▶ _What you are asked to do_
Render all of the material below as a Markdown table with two columns, Row and Line. Number each non-blank line in Row and put its text in Line, skipping blank lines.

»»

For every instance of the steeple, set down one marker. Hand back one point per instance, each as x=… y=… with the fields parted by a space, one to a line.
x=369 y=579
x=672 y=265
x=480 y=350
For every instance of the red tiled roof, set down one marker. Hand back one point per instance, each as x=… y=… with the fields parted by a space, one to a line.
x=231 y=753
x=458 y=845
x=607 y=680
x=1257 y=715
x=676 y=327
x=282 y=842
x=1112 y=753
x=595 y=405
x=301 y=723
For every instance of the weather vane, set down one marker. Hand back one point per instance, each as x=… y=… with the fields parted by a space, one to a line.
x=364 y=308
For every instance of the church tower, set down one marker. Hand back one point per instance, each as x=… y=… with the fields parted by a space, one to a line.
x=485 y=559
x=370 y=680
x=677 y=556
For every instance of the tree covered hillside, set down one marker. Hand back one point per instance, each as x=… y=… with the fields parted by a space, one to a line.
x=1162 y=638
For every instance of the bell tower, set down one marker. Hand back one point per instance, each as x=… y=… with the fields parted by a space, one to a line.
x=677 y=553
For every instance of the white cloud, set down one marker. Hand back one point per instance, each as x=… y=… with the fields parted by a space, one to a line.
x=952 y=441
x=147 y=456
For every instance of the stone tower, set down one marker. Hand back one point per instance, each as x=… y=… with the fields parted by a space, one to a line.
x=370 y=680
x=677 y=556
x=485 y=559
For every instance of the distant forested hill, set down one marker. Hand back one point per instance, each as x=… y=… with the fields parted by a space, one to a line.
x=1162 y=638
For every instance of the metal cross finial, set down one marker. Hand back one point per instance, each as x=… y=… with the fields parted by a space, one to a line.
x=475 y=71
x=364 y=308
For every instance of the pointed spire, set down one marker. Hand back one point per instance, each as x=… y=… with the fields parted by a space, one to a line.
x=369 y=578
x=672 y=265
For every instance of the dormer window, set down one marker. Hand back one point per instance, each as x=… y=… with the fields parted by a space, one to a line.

««

▶ _Expected answer_
| Row | Line |
|---|---|
| 1 | For every instance of the steeple, set down one marker. Hand back one point per instance, each as x=… y=… with the fields parted by a space, one to a line. |
| 2 | x=369 y=579 |
| 3 | x=672 y=265 |
| 4 | x=480 y=350 |
| 5 | For every instance of the red tiled roof, set down one marker. Hand back one point per instance, each as x=… y=… with the fields parted by a space, one to a line. |
| 6 | x=231 y=753 |
| 7 | x=458 y=845 |
| 8 | x=607 y=680 |
| 9 | x=1257 y=715 |
| 10 | x=676 y=327 |
| 11 | x=282 y=842 |
| 12 | x=1112 y=753 |
| 13 | x=595 y=405 |
| 14 | x=301 y=723 |
| 15 | For every instance of the weather vane, set down one marker. Hand back one point per instance, each as x=… y=… with the fields parted by a space, one to a line. |
| 16 | x=364 y=308 |
| 17 | For every instance of the church tower, set down one marker. Hand back one point per instance, each as x=… y=… with the fields parted by a space, one to a line. |
| 18 | x=485 y=559 |
| 19 | x=370 y=680 |
| 20 | x=677 y=556 |
| 21 | For every instance of the tree covered hillside, set down one marker. Hand back one point per instance, each as x=… y=… with the fields parted by a space, one to a line. |
| 22 | x=1162 y=638 |
| 23 | For every instance of the bell tower, set down one marker. Hand back one point per instance, each as x=… y=… with the fields parted by a space, one to a line. |
| 24 | x=677 y=553 |
| 25 | For every instance of the white cloud, set down one marker. Hand back one point per instance, each as x=… y=… with the fields parted by a space, one to a line. |
| 26 | x=952 y=441 |
| 27 | x=147 y=456 |
| 28 | For every instance of the stone tower, set down one marker. Hand back one point per instance, each as x=… y=… with the fields parted by a space, one to a line. |
| 29 | x=370 y=680 |
| 30 | x=677 y=556 |
| 31 | x=485 y=559 |
| 32 | For every instance of the distant forested hill, set down one marker. Hand back one point per instance, each as x=… y=… with the fields parted by a space, one to a line. |
| 33 | x=1162 y=638 |
| 34 | For every instance of the metal cross finial, set down one marker. Hand back one point per instance, each as x=… y=… with the fields parted by a space, one to a line. |
| 35 | x=475 y=71 |
| 36 | x=364 y=308 |
| 37 | For every instance of the pointed spire, set down one marker. Hand back one point per instance, each as x=… y=… with the fields parted by a space, one to a line. |
| 38 | x=369 y=578 |
| 39 | x=672 y=265 |
| 40 | For every instance of the dormer window, set down one marker. Hand back one point per instance, each as x=… y=… with the fields parted by a space, one to a line. |